-- start Excerpt --

# Cost of keeping a Tiger Salamander?



## metalgod (Nov 2, 2008)

How much does it cost per week to own a Tiger Salamander? Including all bedding and food.

Thanks


----------



## spend_day (Apr 10, 2008)

metalgod said:


> How much does it cost per week to own a Tiger Salamander? Including all bedding and food.
> 
> Thanks


cost me maybe £3-£5 a month


----------



## sean k (Dec 20, 2007)

*tigers*

i have 5 tiger salamanders and it costs me about £10 a month.


----------



## metalgod (Nov 2, 2008)

I thought it'd be a lot more than that with the food alone. The crickets, mealworms, locusts etc... cost about £2.50 per small tub. How many creatures do you need to feed them in one sitting and how long does 1 little tub of small insects last before they all die off?
Also how often do you change the sphagnum moss and soil substrate?


----------



## spend_day (Apr 10, 2008)

metalgod said:


> I thought it'd be a lot more than that with the food alone. The crickets, mealworms, locusts etc... cost about £2.50 per small tub. How many creatures do you need to feed them in one sitting and how long does 1 little tub of small insects last before they all die off?
> Also how often do you change the sphagnum moss and soil substrate?


its kinda hard to tell (as i have lots of pets) but buying from good online livefood shops keeps costs down. also if u keep the bugs well fed and watered then they last for ages (ive had some go a few months). i feed either a few good sized earthworms (3-4) or a couple of waxies, crickets depend on what size i have.
i change substrate once a month


----------



## sean k (Dec 20, 2007)

*tiger salamanders*

i do the same really as i have lots of amphibians and reptiles i buy quite a lot of food for all of them.#

they are a great salamander to keep


----------



## KJ Exotics (Jun 16, 2007)

if you feed worms not a very lot. change bedding every so often. Feed worms get from your garden as long as no pesticides been used, or buy in.


----------

-- end Excerpt --

Actions to take -
(1) Rewrite the salamander thread starting at "they are a great" and ending at "used, or buy in.", using "substrate" wherever "bedding" appears.
(2) In the salamander thread, how often does spend_day change the substrate?

-- start Given entries --

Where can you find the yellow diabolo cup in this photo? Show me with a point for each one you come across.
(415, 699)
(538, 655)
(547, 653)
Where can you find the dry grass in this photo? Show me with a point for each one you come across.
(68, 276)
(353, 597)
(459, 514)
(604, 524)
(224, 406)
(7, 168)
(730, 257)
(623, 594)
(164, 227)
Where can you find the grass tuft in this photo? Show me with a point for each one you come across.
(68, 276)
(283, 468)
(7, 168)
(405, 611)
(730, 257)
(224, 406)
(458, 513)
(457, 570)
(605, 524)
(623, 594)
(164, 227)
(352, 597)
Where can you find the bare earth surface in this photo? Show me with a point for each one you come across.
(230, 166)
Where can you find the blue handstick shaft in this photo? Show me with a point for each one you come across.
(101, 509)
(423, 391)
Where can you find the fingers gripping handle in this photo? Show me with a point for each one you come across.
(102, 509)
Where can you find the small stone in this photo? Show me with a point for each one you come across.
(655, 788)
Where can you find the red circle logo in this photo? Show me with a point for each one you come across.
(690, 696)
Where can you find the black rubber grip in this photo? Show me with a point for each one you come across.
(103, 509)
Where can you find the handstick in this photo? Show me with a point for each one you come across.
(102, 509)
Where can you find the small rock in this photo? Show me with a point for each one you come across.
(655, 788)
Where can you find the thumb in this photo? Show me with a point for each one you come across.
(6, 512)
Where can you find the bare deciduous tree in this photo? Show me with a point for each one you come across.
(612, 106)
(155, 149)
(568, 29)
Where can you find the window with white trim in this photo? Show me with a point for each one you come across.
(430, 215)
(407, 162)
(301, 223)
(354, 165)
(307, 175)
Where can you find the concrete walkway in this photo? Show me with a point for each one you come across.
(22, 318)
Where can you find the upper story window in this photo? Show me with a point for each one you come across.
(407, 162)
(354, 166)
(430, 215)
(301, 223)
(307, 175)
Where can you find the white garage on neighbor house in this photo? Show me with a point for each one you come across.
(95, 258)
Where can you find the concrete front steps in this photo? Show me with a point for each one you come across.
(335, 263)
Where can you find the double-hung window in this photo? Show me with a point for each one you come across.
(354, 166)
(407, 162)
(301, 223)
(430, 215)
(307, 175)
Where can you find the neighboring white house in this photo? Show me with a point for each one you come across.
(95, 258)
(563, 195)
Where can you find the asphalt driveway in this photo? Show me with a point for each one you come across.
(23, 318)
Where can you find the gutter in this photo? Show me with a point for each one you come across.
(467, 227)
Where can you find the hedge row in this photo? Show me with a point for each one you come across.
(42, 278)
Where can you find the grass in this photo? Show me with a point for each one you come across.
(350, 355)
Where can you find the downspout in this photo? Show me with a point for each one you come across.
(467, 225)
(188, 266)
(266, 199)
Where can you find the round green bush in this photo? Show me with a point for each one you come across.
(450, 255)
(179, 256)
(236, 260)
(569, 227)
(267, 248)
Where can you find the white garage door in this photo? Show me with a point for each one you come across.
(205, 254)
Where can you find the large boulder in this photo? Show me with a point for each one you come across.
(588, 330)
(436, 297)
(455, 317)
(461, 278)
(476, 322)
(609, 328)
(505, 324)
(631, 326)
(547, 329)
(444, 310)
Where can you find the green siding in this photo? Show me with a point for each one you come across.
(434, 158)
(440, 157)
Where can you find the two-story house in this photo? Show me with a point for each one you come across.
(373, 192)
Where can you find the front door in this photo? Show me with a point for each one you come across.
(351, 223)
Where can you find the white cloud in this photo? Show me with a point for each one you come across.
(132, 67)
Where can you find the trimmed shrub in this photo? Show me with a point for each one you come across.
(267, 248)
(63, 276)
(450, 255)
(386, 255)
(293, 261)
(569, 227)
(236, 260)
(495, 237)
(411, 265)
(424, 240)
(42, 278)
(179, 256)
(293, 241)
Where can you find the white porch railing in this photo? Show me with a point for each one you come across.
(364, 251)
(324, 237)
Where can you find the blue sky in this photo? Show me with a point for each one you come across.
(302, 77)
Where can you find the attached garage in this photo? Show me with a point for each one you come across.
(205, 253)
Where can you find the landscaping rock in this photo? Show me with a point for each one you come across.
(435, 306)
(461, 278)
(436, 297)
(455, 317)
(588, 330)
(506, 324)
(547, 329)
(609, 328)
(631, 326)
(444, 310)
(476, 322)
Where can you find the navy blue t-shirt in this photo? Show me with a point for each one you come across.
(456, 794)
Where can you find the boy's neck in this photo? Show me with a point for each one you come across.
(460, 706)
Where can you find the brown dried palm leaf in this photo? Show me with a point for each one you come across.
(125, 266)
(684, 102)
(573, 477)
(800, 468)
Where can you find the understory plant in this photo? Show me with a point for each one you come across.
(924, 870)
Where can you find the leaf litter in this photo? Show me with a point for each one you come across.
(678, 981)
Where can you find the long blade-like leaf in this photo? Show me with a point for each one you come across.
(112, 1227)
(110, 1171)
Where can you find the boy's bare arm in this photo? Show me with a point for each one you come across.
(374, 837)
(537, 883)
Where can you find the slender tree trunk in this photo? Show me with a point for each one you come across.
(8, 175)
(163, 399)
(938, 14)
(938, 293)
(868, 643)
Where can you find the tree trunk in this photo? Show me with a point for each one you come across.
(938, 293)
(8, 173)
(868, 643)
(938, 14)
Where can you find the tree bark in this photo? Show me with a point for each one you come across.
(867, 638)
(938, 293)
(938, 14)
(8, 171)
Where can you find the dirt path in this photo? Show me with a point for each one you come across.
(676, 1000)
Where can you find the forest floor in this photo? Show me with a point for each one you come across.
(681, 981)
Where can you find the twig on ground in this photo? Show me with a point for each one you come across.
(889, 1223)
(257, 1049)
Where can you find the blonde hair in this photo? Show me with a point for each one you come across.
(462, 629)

-- end Given entries --

Final results -
(1)
they are a great salamander to keep


----------



## KJ Exotics (Jun 16, 2007)

if you feed worms not a very lot. change substrate every so often. Feed worms get from your garden as long as no pesticides been used, or buy in.

(2) Once a month.